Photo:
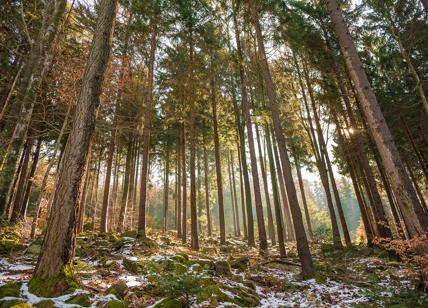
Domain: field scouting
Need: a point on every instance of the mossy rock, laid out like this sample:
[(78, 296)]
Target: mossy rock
[(47, 303), (246, 298), (80, 299), (116, 304), (131, 265), (208, 264), (10, 245), (64, 282), (181, 257), (240, 264), (14, 303), (169, 303), (222, 268), (11, 289), (119, 289), (130, 233), (249, 284)]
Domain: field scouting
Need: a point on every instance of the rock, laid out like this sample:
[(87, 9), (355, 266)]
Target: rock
[(11, 289), (222, 268), (169, 303), (119, 289), (131, 265), (116, 304), (240, 264), (14, 303), (47, 303), (80, 299), (250, 284), (34, 248), (181, 257)]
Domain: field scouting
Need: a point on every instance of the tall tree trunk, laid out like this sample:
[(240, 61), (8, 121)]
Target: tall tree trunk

┄┄┄┄┄┄

Can you copy every line of the material above word for word, leaving out the pictures?

Photo:
Domain: field scouting
Need: a point on every instance of the mossy rock, laid out like this sample:
[(78, 296)]
Target: mossy rock
[(47, 303), (246, 298), (80, 299), (116, 304), (131, 265), (208, 264), (10, 245), (64, 282), (181, 257), (240, 264), (14, 303), (169, 303), (222, 268), (11, 289), (119, 289), (130, 233), (249, 284)]
Domain: field scouting
Need: a point on every instance of the rock, laid out like this sample:
[(87, 9), (355, 266)]
Target: rock
[(11, 289), (222, 268), (169, 303), (119, 289), (131, 265), (116, 304), (240, 264), (14, 303), (47, 303), (80, 299), (250, 284), (34, 248), (181, 257)]
Domain: field scouting
Need: a point on every instance of the tall tree trunk, laid out like this sample:
[(240, 61), (8, 121)]
Target: tall tree trunk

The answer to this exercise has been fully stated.